[Excerpts of bounding box data]
— BEGIN —
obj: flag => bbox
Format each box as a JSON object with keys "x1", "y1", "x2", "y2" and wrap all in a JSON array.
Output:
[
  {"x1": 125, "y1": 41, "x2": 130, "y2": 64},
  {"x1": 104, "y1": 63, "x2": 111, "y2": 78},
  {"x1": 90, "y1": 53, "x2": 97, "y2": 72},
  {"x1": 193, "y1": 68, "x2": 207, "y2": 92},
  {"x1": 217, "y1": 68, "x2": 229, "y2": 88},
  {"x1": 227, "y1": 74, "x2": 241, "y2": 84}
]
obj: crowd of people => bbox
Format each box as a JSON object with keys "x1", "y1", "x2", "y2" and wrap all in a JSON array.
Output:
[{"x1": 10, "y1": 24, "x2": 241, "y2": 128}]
— END —
- **BRIEF**
Change "wrap all" to "enclose all" throughout the records and leave every other part the same.

- **RESPONSE TO THIS TASK**
obj: flag => bbox
Format each box as a JSON object with keys "x1", "y1", "x2", "y2" and enclose all in a JSON array.
Output:
[
  {"x1": 125, "y1": 41, "x2": 130, "y2": 64},
  {"x1": 104, "y1": 63, "x2": 111, "y2": 78},
  {"x1": 90, "y1": 53, "x2": 97, "y2": 72},
  {"x1": 193, "y1": 68, "x2": 207, "y2": 92},
  {"x1": 217, "y1": 68, "x2": 229, "y2": 88},
  {"x1": 227, "y1": 74, "x2": 241, "y2": 84}
]
obj: crowd of people => bbox
Format each box as a JSON object with keys "x1", "y1", "x2", "y2" and enclose all in a JSON array.
Output:
[{"x1": 10, "y1": 24, "x2": 241, "y2": 128}]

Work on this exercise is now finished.